APPLY WHAT YOU READ
[a] Copy the pervasive healthcare text, beginning at "Balance and Gait" and stopping after "with Parkinson disease.", and swap "elderly subjects" for "older adults".
[b] In the pervasive healthcare text, the group's sensor system was successfully used to assess patients with which condition?

----- SELECTED PASSAGE

Driven by quality and cost issues, the healthcare systems have to change radically in the near future. One possibility to meet the healthcare demands is to move from managing illness to maintaining wellness. In this transformation, pervasive technologies will play a major role.
The envisioned pervasive computing infrastructure makes healthcare available everywhere, anytime and to anyone. Important enabling technologies are: pervasive sensing and computing, pervasive communication and human-computer interfaces. In several projects, we are researching pervasive computing technologies towards paving the way for a pervasive, user-centered and preventive healthcare model.
- Dr. Rolf Adelsberger
- Dr. Sebastian Feese
- Vanessa Klaas
- Daniel Waltisberg
- Dr. Ulf Blanke
- Dr. Bert Arnrich
- Dr. Lars Büthe
- Dr. Burcu Cinaz
- Dr. Daniel Roggen
- Dr. Cornelia Kappeler-Setz
- Dr. Marc Bächlin
- Dr. Johannes Schumm
- Dr. Oliver Amft
- Dr. Julia Seiter
- Dr. Amir Muaremi
- Dr. Franz Gravenhorst
- Dr. Michael Hardegger
- Dr. Sinziana-Petronela Mazilu
Smart Bed System
In this project, a smart bed systems with bed integrated sensors will be used to get estimations on nightly body movements, heart rate and respiration rate.
Balance and Gait
In this project, the sensor system developed in this group was used to assess gait and balance performance of elderly subjects and patients. In particular, the system was successfully used in assessments of patients with Benign Paroxysmal Positional Vertigo (BPPV).
In the EU FP7 CuPiD Project (Closed loop system for personalized and at-home rehabilitation of people with Parkinson's disease) we develop wearable technologies for the rehabilitation of persons with Parkinson disease.
The main objective of the Marie-Curie funded iCareNet project is to make a decisive contribution towards context-aware systems in healthcare, wellness and assisted living applications, leveraged through an interdisciplinary perspective. We develop an ambient-wearable ubiquitous context-aware system to recognize activity routines in daily life for assisted living.
In this project, we investigate new methods for assessing the stress experience of people during daily life. This personal stress assistant could help us to create a better work-life balance.
The goal of the EU FP7 MONARCA Project is to develop and validate mobile technologies for multi-parametric, long term monitoring of behavioral and physiological information relevant to bipolar disorder. It will combine solutions with an appropriate platform and a set of services into an innovative system for management, treatment, and self-treatment of the disease.

----------
----- SUPPLIED INFORMATION

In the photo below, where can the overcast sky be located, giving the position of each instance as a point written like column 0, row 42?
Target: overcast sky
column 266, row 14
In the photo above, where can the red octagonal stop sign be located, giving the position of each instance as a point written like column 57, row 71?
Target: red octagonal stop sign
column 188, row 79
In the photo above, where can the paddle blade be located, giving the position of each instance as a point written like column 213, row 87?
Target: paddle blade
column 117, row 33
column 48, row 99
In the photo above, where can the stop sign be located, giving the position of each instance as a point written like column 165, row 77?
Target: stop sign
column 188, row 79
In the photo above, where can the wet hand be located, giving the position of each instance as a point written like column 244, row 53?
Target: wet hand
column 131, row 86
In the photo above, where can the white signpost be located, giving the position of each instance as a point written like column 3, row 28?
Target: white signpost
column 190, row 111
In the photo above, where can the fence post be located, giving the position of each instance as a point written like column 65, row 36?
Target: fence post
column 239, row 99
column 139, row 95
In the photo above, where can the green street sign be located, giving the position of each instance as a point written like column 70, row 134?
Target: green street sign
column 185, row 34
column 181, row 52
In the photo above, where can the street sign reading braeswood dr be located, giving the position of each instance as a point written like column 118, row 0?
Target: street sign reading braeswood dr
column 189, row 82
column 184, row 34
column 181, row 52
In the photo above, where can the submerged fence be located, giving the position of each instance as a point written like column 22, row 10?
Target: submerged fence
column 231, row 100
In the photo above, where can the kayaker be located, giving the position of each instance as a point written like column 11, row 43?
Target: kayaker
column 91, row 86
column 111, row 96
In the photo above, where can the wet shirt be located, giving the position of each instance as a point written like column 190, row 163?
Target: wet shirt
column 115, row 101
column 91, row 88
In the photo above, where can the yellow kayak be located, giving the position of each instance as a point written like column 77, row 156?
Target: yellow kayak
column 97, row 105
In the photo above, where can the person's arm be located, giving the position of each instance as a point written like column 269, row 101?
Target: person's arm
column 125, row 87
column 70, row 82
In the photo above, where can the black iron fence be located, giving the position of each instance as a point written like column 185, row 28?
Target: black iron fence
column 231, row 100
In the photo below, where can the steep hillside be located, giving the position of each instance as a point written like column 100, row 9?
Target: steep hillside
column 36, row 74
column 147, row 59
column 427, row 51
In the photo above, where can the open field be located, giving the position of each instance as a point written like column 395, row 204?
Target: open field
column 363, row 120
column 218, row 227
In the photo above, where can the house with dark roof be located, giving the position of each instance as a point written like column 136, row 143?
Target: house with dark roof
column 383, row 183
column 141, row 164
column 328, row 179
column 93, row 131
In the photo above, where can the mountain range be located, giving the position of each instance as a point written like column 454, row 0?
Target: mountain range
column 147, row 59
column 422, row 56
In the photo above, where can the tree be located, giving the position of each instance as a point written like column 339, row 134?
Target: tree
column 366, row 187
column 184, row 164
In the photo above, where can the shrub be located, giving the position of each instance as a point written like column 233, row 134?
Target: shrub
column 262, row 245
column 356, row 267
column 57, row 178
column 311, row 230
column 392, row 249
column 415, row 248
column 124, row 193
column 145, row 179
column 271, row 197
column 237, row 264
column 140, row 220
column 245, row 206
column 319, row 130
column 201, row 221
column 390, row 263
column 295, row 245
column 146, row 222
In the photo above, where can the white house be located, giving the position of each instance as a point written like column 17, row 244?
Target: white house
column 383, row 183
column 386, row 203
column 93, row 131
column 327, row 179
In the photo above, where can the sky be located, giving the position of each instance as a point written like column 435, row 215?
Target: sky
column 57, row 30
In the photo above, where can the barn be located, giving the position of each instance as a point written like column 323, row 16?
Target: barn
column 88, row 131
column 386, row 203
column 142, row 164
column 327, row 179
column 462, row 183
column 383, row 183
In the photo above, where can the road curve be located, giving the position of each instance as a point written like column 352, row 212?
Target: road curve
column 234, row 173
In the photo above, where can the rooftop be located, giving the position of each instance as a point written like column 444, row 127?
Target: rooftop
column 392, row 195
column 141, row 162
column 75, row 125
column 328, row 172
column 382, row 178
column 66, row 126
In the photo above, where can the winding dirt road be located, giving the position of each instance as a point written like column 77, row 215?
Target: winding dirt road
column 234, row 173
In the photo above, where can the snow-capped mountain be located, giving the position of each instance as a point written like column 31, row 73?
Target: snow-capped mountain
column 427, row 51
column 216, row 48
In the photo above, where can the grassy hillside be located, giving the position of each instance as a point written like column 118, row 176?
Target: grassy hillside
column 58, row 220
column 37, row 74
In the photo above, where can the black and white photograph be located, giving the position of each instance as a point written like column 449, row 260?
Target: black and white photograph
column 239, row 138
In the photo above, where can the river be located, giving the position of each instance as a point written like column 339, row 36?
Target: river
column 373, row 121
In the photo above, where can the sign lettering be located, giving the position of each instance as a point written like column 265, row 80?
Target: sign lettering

----------

SOLUTIONS TO THE TASKS
[a]
Balance and Gait
In this project, the sensor system developed in this group was used to assess gait and balance performance of older adults and patients. In particular, the system was successfully used in assessments of patients with Benign Paroxysmal Positional Vertigo (BPPV).
In the EU FP7 CuPiD Project (Closed loop system for personalized and at-home rehabilitation of people with Parkinson's disease) we develop wearable technologies for the rehabilitation of persons with Parkinson disease.

[b] Benign Paroxysmal Positional Vertigo (BPPV).